Work request:
Please return all the records exactly, with nothing left out.

◇ ◇ ◇

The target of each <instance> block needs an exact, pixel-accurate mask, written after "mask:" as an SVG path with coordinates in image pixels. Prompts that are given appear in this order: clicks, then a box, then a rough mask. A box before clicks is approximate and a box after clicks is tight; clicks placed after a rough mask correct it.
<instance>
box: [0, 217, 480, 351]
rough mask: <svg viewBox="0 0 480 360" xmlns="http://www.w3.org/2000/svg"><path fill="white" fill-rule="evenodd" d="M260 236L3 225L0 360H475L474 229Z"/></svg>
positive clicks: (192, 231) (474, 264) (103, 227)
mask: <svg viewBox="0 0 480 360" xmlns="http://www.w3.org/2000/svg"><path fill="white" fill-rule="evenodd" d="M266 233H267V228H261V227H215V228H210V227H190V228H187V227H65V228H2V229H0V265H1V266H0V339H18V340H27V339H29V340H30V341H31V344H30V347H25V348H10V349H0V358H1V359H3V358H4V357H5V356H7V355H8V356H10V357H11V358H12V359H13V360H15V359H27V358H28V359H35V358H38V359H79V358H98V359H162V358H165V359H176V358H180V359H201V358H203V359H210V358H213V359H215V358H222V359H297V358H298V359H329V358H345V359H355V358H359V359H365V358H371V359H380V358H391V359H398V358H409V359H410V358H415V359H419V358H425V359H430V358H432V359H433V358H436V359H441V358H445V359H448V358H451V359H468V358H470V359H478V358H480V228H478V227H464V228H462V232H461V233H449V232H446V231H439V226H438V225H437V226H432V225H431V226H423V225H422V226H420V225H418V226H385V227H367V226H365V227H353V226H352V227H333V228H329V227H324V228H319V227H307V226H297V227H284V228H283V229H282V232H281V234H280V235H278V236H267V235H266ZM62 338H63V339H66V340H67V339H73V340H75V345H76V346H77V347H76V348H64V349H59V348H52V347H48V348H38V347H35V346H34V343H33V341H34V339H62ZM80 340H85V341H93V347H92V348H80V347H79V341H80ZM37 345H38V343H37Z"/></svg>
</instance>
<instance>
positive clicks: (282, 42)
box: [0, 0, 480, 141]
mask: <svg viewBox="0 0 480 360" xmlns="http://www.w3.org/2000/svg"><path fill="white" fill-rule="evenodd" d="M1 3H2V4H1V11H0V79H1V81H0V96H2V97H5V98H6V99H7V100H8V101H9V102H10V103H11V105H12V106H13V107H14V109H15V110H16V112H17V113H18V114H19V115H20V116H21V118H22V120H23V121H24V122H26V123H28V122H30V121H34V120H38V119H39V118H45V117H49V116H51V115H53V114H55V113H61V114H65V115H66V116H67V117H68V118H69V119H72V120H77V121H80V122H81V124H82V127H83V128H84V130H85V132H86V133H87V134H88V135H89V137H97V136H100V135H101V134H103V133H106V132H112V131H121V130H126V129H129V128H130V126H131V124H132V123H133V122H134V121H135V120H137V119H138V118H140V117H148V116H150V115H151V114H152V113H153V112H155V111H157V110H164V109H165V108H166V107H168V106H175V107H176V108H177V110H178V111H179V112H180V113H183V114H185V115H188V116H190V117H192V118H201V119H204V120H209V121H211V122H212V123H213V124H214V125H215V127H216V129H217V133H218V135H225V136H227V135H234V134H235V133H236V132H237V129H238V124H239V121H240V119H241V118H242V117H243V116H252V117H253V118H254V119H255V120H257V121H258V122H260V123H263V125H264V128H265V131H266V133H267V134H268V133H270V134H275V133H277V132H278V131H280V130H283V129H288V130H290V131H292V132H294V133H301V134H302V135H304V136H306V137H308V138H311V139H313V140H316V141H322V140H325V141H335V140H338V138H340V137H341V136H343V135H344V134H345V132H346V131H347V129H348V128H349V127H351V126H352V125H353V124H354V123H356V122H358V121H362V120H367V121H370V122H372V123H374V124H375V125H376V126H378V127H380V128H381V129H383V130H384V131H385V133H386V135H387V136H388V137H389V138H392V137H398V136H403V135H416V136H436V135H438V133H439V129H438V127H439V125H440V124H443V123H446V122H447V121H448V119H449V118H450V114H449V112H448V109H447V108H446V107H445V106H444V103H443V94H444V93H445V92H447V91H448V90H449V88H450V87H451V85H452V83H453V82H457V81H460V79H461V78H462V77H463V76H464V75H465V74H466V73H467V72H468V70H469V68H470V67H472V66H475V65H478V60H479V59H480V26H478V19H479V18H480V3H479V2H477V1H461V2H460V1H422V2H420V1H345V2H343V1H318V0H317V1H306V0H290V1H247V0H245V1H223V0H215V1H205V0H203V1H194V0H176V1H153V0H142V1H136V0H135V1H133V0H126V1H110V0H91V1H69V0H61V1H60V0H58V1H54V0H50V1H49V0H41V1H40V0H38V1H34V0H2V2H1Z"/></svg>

◇ ◇ ◇

Reply to the task:
The target of each <instance> block needs an exact, pixel-accurate mask, written after "mask:" as an SVG path with coordinates in image pixels. Prompts that are given appear in this order: clicks, then a box, then a rough mask. A box before clicks is approximate and a box after clicks is tight; clicks placed after a rough mask correct it.
<instance>
box: [0, 217, 480, 351]
rough mask: <svg viewBox="0 0 480 360" xmlns="http://www.w3.org/2000/svg"><path fill="white" fill-rule="evenodd" d="M260 236L3 225L0 360H475L474 229Z"/></svg>
positive clicks: (192, 231) (474, 264) (103, 227)
mask: <svg viewBox="0 0 480 360" xmlns="http://www.w3.org/2000/svg"><path fill="white" fill-rule="evenodd" d="M266 233H267V228H261V227H215V228H210V227H190V228H187V227H65V228H2V229H0V265H1V266H0V339H18V340H27V339H29V340H30V341H31V344H30V347H25V348H10V349H0V358H1V359H3V358H4V357H5V356H7V355H8V356H10V357H11V358H12V359H13V360H15V359H27V358H28V359H35V358H38V359H79V358H98V359H162V358H165V359H176V358H180V359H201V358H203V359H210V358H213V359H215V358H222V359H297V358H298V359H329V358H345V359H355V358H359V359H365V358H371V359H380V358H391V359H398V358H409V359H410V358H415V359H419V358H425V359H430V358H432V359H433V358H436V359H441V358H445V359H448V358H451V359H468V358H470V359H478V358H480V228H478V227H464V228H462V232H461V233H449V232H446V231H439V226H438V225H437V226H432V225H431V226H423V225H422V226H420V225H418V226H385V227H367V226H365V227H353V226H352V227H333V228H329V227H324V228H319V227H307V226H297V227H284V228H283V229H282V232H281V234H280V235H278V236H267V235H266ZM62 338H63V339H66V340H67V339H73V340H75V345H76V346H77V347H76V348H64V349H59V348H52V347H48V348H38V347H35V346H34V343H33V341H34V339H62ZM80 340H85V341H93V347H92V348H80V347H79V341H80ZM37 345H38V343H37Z"/></svg>
</instance>
<instance>
positive clicks: (282, 42)
box: [0, 0, 480, 141]
mask: <svg viewBox="0 0 480 360" xmlns="http://www.w3.org/2000/svg"><path fill="white" fill-rule="evenodd" d="M1 3H2V4H1V11H0V79H1V81H0V96H2V97H5V98H6V99H7V100H8V101H9V102H10V103H11V105H12V106H13V107H14V109H15V110H16V112H17V113H18V114H19V115H20V116H21V118H22V120H23V121H24V122H26V123H28V122H30V121H34V120H38V119H39V118H45V117H49V116H51V115H53V114H55V113H61V114H65V115H66V116H67V117H68V118H69V119H72V120H77V121H80V122H81V124H82V127H83V128H84V130H85V132H86V133H87V134H88V135H89V137H97V136H100V135H101V134H103V133H106V132H112V131H121V130H126V129H129V128H130V126H131V124H132V123H133V122H134V121H135V120H137V119H138V118H140V117H148V116H150V115H151V114H152V113H153V112H155V111H157V110H164V109H165V108H166V107H168V106H175V107H176V108H177V110H178V111H179V112H180V113H183V114H185V115H188V116H190V117H192V118H201V119H204V120H209V121H211V122H212V123H213V124H214V125H215V127H216V129H217V133H218V135H225V136H227V135H234V134H235V133H236V132H237V129H238V124H239V121H240V119H241V118H242V117H243V116H252V117H253V118H254V119H255V120H257V121H258V122H260V123H263V125H264V128H265V131H266V133H267V134H268V133H270V134H275V133H277V132H278V131H280V130H283V129H288V130H290V131H292V132H294V133H301V134H302V135H304V136H306V137H308V138H311V139H313V140H316V141H322V140H325V141H335V140H338V138H340V137H341V136H343V135H344V134H345V132H346V131H347V129H348V128H349V127H351V126H352V125H353V124H354V123H356V122H358V121H362V120H367V121H370V122H372V123H374V124H375V125H376V126H378V127H380V128H381V129H383V130H384V131H385V133H386V135H387V136H388V137H389V138H392V137H398V136H403V135H416V136H436V135H438V133H439V129H438V127H439V125H440V124H443V123H446V122H447V121H448V119H449V118H450V114H449V112H448V109H447V108H446V107H445V106H444V103H443V94H444V93H445V92H447V91H448V90H449V88H450V87H451V85H452V83H453V82H457V81H460V79H461V78H462V77H463V76H464V75H465V74H466V73H467V72H468V70H469V68H470V67H472V66H475V65H478V60H479V59H480V26H478V19H479V18H480V3H479V2H477V1H461V2H460V1H422V2H420V1H345V2H343V1H318V0H317V1H306V0H290V1H247V0H245V1H223V0H215V1H205V0H203V1H194V0H176V1H153V0H142V1H136V0H135V1H133V0H126V1H110V0H91V1H69V0H61V1H60V0H58V1H54V0H50V1H49V0H41V1H40V0H38V1H34V0H2V2H1Z"/></svg>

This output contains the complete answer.